Supplied material:
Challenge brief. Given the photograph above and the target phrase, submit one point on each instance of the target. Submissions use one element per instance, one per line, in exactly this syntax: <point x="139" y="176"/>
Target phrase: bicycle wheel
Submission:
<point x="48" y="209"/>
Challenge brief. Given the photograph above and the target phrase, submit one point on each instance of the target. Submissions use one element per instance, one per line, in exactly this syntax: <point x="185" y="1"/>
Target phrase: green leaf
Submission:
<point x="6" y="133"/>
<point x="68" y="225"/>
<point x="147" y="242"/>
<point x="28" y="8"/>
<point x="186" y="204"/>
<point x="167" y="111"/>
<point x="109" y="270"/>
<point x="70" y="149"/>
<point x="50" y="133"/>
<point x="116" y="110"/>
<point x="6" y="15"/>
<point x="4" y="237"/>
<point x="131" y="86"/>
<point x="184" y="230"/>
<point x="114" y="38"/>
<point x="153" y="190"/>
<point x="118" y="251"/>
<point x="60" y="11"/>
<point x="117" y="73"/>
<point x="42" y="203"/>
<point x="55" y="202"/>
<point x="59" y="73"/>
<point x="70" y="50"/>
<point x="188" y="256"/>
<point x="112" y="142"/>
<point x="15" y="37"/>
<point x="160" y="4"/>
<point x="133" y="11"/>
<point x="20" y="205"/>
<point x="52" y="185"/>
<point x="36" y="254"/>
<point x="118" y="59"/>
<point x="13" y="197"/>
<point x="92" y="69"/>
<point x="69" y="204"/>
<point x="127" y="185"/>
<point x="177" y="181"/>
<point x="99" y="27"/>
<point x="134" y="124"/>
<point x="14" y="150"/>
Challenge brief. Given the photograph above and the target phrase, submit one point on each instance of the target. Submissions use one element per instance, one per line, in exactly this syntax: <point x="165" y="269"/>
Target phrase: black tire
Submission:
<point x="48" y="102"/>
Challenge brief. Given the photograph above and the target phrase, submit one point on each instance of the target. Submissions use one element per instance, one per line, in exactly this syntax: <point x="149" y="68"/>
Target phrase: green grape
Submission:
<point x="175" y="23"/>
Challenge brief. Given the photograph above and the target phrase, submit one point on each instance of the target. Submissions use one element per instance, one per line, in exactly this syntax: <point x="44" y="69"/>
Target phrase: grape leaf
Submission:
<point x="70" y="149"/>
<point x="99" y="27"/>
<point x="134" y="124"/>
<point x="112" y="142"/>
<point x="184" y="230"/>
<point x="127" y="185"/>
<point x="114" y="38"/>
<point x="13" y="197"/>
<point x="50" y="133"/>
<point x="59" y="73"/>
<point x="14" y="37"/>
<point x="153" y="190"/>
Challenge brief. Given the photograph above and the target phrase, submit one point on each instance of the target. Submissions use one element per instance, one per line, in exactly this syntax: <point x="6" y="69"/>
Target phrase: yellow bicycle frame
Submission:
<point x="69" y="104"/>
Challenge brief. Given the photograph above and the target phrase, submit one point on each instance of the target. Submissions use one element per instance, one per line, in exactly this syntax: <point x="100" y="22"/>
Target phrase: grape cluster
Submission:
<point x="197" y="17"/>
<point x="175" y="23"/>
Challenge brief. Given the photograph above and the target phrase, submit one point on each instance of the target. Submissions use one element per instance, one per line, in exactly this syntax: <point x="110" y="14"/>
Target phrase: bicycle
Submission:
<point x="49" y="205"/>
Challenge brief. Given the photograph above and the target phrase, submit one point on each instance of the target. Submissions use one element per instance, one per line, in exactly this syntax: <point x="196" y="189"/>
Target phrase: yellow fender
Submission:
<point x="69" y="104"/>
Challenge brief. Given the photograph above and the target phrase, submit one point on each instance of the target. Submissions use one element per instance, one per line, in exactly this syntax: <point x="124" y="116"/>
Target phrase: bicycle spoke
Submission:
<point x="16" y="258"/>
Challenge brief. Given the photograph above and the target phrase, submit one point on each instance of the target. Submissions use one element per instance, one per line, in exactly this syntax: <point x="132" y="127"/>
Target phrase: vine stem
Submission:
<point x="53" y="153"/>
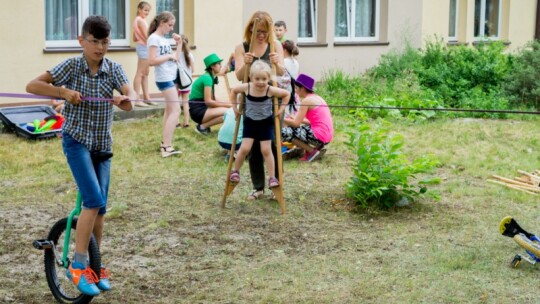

To be done: Gather every line from the entries above that contains the string "leaf", copying each one in full.

Solution to the exercise:
Target phrase: green leaf
Target phrase: grape leaf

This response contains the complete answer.